◆ A block of data:
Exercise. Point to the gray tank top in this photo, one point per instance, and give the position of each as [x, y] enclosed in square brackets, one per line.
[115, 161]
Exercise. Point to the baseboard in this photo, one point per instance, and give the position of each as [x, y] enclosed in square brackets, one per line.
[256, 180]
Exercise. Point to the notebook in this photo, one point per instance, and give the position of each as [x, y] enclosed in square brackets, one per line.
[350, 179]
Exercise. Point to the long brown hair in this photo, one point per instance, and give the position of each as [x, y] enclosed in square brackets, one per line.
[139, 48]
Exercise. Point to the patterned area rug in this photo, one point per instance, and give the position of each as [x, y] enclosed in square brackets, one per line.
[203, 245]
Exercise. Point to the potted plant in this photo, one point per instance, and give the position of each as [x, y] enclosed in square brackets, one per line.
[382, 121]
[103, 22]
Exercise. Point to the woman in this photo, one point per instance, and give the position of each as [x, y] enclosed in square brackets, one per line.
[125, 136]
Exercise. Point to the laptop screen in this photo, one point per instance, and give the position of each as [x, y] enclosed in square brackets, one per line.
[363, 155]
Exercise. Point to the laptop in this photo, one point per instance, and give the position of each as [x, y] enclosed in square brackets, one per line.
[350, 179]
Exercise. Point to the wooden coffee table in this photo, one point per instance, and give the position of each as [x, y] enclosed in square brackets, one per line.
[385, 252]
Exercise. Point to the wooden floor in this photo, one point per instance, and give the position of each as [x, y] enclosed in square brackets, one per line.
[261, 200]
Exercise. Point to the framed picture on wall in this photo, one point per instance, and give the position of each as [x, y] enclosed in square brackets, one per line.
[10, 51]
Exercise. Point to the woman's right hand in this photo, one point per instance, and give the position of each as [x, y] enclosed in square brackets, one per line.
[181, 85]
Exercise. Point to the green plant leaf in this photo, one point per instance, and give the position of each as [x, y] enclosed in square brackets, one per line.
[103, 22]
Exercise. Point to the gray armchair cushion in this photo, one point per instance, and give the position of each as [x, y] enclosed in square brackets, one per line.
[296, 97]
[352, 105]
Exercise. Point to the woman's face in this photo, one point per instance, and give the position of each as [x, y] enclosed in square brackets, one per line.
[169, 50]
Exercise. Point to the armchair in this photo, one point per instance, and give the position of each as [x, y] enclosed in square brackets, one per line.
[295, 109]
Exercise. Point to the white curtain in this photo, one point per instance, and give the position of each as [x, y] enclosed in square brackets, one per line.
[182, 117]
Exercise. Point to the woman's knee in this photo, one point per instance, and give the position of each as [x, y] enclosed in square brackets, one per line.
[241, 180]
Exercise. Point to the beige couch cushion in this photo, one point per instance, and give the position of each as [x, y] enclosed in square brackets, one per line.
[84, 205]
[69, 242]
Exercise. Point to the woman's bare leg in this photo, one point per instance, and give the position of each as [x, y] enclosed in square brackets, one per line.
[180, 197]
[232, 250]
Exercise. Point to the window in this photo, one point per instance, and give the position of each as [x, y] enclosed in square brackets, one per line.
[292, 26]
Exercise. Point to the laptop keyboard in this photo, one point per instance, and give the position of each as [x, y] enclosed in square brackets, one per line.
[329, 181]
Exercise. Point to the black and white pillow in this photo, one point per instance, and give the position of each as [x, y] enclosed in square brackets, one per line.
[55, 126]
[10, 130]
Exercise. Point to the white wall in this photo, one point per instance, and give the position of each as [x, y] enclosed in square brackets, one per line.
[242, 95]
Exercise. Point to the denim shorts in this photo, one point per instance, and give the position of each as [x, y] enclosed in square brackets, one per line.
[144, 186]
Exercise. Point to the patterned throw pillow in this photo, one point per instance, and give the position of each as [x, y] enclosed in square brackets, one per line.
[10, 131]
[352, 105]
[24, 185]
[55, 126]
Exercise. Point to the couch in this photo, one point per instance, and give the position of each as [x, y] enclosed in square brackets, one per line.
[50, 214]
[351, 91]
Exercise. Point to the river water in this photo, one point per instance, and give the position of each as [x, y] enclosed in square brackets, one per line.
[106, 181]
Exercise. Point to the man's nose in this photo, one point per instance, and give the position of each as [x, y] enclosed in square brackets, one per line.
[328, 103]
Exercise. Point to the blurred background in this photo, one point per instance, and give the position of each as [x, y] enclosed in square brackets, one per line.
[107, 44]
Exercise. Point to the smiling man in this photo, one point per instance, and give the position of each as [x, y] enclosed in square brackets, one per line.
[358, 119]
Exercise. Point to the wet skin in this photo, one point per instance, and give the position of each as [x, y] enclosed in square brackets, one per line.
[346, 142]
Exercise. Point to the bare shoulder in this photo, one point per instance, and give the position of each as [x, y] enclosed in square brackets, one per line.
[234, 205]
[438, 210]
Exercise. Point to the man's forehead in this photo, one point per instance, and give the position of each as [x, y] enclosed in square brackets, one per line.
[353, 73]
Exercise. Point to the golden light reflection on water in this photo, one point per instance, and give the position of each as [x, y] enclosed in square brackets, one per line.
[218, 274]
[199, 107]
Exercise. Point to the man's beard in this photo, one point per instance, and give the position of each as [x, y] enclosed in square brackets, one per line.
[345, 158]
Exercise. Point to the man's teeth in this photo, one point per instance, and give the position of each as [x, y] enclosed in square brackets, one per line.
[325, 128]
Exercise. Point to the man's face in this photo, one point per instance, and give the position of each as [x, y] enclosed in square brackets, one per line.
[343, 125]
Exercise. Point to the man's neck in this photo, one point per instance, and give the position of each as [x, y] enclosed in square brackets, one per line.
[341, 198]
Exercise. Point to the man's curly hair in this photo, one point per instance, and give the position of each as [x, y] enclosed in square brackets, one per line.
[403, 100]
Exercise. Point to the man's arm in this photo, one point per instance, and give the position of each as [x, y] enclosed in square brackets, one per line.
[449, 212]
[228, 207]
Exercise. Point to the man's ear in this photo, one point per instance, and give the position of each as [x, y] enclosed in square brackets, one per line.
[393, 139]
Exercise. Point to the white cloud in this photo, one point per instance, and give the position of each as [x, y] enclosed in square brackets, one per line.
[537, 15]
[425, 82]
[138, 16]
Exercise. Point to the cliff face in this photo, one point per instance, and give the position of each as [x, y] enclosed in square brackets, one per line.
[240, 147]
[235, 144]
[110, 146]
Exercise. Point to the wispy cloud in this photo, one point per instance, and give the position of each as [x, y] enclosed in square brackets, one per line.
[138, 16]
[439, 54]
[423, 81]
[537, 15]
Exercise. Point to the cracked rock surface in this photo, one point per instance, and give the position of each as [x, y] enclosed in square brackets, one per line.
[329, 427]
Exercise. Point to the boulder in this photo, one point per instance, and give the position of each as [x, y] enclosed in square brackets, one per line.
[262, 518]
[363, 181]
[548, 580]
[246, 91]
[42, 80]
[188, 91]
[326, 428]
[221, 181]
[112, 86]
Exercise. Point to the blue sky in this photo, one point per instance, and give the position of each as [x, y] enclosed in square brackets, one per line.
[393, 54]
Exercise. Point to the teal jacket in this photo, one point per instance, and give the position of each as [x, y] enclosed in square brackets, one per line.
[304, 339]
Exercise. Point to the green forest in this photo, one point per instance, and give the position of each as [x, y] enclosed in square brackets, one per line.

◆ Short task: Please swap "enclosed in square brackets" for "wrapped in square brackets" throughout the records and leave every other word unchanged.

◆ Complete output:
Exercise. Point to the gray tank top in this photo, one point per instance, and give the position of each as [x, y] wrapped in square brackets, one per line.
[115, 161]
Exercise. Point to the baseboard in this photo, one point per instance, and give the position of each as [x, y] wrapped in square brackets, one per line.
[256, 180]
Exercise. Point to the notebook in this photo, one point per instance, and give the position of each as [x, y] wrapped in square brackets, one per line.
[350, 179]
Exercise. Point to the long brown hair in this photo, one point per instance, and give the position of each as [x, y] wrapped in square brackets, one per line.
[139, 48]
Exercise. Point to the patterned area rug in this photo, one point per instance, and give the position of each as [x, y] wrapped in square brackets, one per line.
[203, 245]
Exercise. Point to the potted plant in this photo, one point per instance, and give the position of each as [x, y] wrapped in square brackets, one per line.
[382, 121]
[103, 22]
Exercise. Point to the woman in this photo, one point per instance, and give the position of each as [x, y] wrapped in square brackets, one per line.
[125, 136]
Exercise. Point to the laptop screen in this photo, one point per instance, and give the position of each as [x, y] wrapped in square brackets, one per line.
[363, 155]
Exercise. Point to the laptop in this photo, one point per instance, and give the position of each as [x, y] wrapped in square brackets, one per line.
[350, 179]
Exercise. Point to the wooden coffee table in this photo, one point per instance, and give the position of each as [x, y] wrapped in square brackets, one per line.
[385, 252]
Exercise. Point to the wooden floor in this photo, one point per instance, and give the position of each as [x, y] wrapped in square brackets, one per line.
[261, 200]
Exercise. Point to the framed picture on wall in this photo, one point per instance, and give the position of each as [x, y] wrapped in square brackets, one per line.
[10, 51]
Exercise. Point to the woman's right hand in this photo, one point per instance, and give the position of each as [x, y] wrapped in square brackets, one per line.
[181, 85]
Exercise. Point to the green plant leaf in this photo, one point per instance, and give the position of each as [x, y] wrapped in square brackets, one per line.
[103, 22]
Exercise. Point to the gray armchair cushion in this photo, one point per instance, and give the position of each as [x, y] wrapped in square brackets, one per line.
[296, 97]
[352, 105]
Exercise. Point to the woman's face in this photo, one point per instance, and give the position of each as [x, y] wrapped in square brackets, one per line.
[169, 50]
Exercise. Point to the armchair in this photo, one point per instance, and give the position of each as [x, y] wrapped in square brackets, one per line.
[295, 109]
Exercise. Point to the white curtain in this photo, one point per instance, and give the position of each as [x, y] wrapped in square brackets, one per line.
[182, 117]
Exercise. Point to the woman's knee in this photo, one point per instance, and give the position of each as [x, y] wrapped in square brackets, one per line.
[241, 180]
Exercise. Point to the beige couch cushion in this photo, one point per instance, and give the position of each as [x, y] wrapped in square brackets, one per line.
[84, 205]
[69, 242]
Exercise. Point to the woman's bare leg in this photo, one point per instance, and give the position of each as [x, y] wrapped in square brackets, one per line.
[180, 197]
[232, 250]
Exercise. Point to the window in this photo, one point per instance, and give the position of each as [x, y] wrapped in square brackets, one per line.
[292, 26]
Exercise. Point to the laptop keyboard in this photo, one point per instance, and give the position of each as [x, y] wrapped in square brackets, one per line.
[329, 181]
Exercise. Point to the black and white pillow in this photo, one point per instance, and give the position of each as [x, y] wrapped in square brackets, one per line.
[55, 126]
[10, 130]
Exercise. Point to the white wall in this photo, one point per instance, and give the position of each as [x, y] wrapped in square brackets, one per line.
[242, 95]
Exercise. Point to the denim shorts in this photo, one point per instance, and give the position of each as [x, y] wrapped in square brackets, one per line.
[144, 186]
Exercise. Point to the patterned throw pillow in this photo, one point per instance, and give the position of each as [x, y] wrapped in square brackets, one per line.
[10, 131]
[352, 105]
[24, 185]
[55, 126]
Exercise. Point to the couch in this photo, one point per instance, and give the position of each as [x, y] wrapped in square brackets, one per line.
[50, 214]
[351, 91]
Exercise. Point to the river water in this photo, one point per instance, and give the position of each as [x, y] wrapped in square brackets, one per line.
[106, 181]
Exercise. Point to the man's nose in this photo, one point per instance, and give the position of each as [x, y] wrapped in square brackets, one per line.
[328, 103]
Exercise. Point to the blurred background in this photo, one point per instance, and give the position of each as [x, y] wrapped in square brackets, one per line.
[107, 44]
Exercise. Point to the smiling man in this photo, one point per instance, and give the position of each as [x, y] wrapped in square brackets, one per line.
[358, 119]
Exercise. Point to the wet skin in this photo, one point per instance, and give the position of each as [x, y] wrapped in square brackets, one per line.
[346, 142]
Exercise. Point to the bare shoulder in this photo, one point per instance, and give the position of each as [x, y] wrapped in square brackets, one per line.
[234, 205]
[438, 210]
Exercise. Point to the man's forehead in this photo, one point per instance, and give the position of each as [x, y] wrapped in square brackets, one per line.
[353, 73]
Exercise. Point to the golden light reflection on water in this photo, one point per instance, and give the position of each as [x, y] wrapped in square brackets, one per line.
[218, 274]
[199, 107]
Exercise. Point to the man's beard in this photo, one point per instance, and give the position of each as [x, y] wrapped in square brackets, one per line.
[345, 158]
Exercise. Point to the man's teeth in this photo, one point per instance, and give the position of each as [x, y] wrapped in square brackets, one per line.
[325, 128]
Exercise. Point to the man's face in this photo, one point per instance, and give the position of each as [x, y] wrapped in square brackets, one per line.
[343, 125]
Exercise. Point to the man's neck in this photo, one point per instance, and give the position of each as [x, y] wrapped in square brackets, one per line.
[341, 198]
Exercise. Point to the man's curly hair in this photo, one point per instance, and give the position of each as [x, y] wrapped in square brackets, one per line.
[403, 100]
Exercise. Point to the man's arm in this photo, one point per instance, and give the position of each as [x, y] wrapped in square brackets, one per line.
[449, 212]
[228, 207]
Exercise. Point to the man's ear in this photo, one point per instance, and give the position of each as [x, y] wrapped in square brackets, one per line.
[393, 139]
Exercise. Point to the white cloud in this photo, one point per instance, and give the position of each as [x, y] wrapped in square brackets, one per line.
[537, 15]
[425, 82]
[138, 16]
Exercise. Point to the cliff face in this photo, one point per instance, and give the position of each as [x, y] wrapped in square brackets, one per line.
[240, 147]
[235, 144]
[110, 146]
Exercise. Point to the wispy cloud in this photo, one point per instance, and give the position of each as [x, y] wrapped in square brackets, one per line.
[138, 16]
[439, 54]
[423, 81]
[537, 15]
Exercise. Point to the cracked rock surface in this photo, one point per instance, and give the position of each as [x, y] wrapped in square brackets, one per line.
[329, 427]
Exercise. Point to the boulder in this photo, one point per instance, and give the position of each as [x, y] wrapped in square brackets, one per line.
[262, 518]
[363, 181]
[548, 580]
[246, 91]
[42, 80]
[188, 91]
[326, 428]
[221, 181]
[112, 86]
Exercise. Point to the blue sky in this photo, one point per instance, and give the position of each as [x, y] wrapped in square brackets, one per line.
[393, 54]
Exercise. Point to the teal jacket in this photo, one point per instance, and give the position of each as [x, y] wrapped in square brackets, one per line.
[304, 339]
Exercise. Point to the green forest in this photo, one point per instance, and give the position of each as [x, y] wrapped in square brackets, one per line.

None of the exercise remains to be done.